Copy out all the lines in the records that include the word "green".

DATA EXTRACT
-*-*-

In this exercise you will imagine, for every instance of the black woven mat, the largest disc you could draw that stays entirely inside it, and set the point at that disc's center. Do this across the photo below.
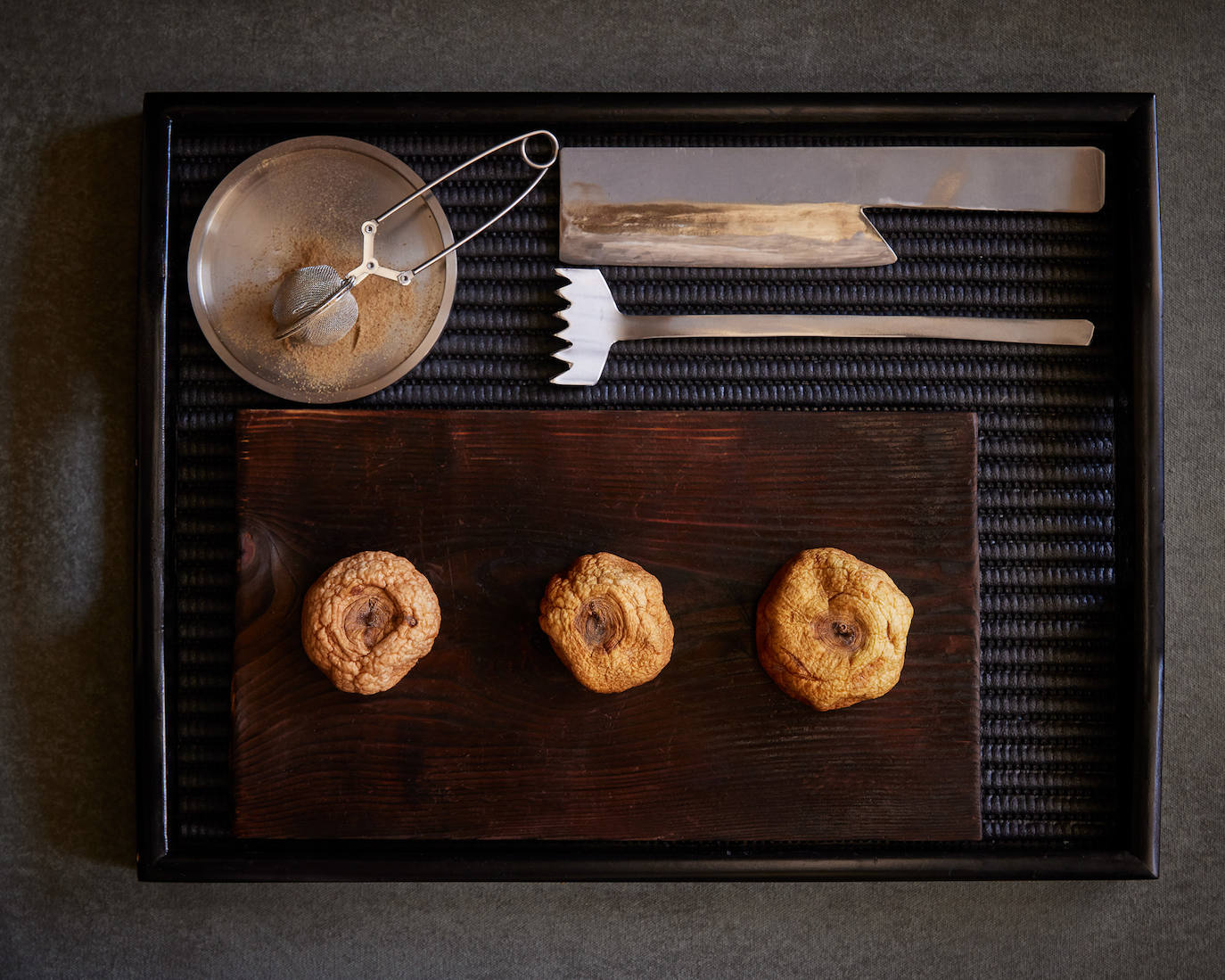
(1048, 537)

-*-*-

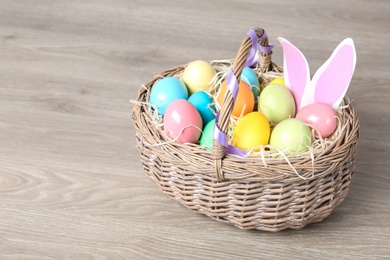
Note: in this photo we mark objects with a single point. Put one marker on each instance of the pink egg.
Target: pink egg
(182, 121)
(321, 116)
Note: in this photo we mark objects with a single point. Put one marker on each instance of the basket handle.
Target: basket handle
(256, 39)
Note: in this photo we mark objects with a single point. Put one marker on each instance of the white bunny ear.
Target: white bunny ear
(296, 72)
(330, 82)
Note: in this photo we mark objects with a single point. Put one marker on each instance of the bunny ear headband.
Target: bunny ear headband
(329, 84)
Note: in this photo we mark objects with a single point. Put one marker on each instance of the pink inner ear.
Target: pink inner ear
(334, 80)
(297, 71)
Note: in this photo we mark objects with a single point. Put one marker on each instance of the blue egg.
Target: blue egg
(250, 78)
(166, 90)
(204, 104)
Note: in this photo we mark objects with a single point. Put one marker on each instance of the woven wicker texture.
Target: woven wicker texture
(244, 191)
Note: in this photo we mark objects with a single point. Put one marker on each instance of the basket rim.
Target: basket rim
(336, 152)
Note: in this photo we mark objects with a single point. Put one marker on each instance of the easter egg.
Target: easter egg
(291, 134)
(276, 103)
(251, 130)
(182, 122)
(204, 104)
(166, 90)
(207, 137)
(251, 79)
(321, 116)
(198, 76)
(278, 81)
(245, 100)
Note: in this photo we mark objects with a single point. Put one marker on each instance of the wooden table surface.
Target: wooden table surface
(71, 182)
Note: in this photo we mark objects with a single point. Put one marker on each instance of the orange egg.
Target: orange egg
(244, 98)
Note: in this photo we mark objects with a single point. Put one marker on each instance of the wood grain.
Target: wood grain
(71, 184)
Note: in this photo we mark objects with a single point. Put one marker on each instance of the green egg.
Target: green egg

-*-*-

COMPLETED EXERCISE
Note: in this photo we mark objects with a single point. Put one marker on each instance of the green egg.
Target: green egg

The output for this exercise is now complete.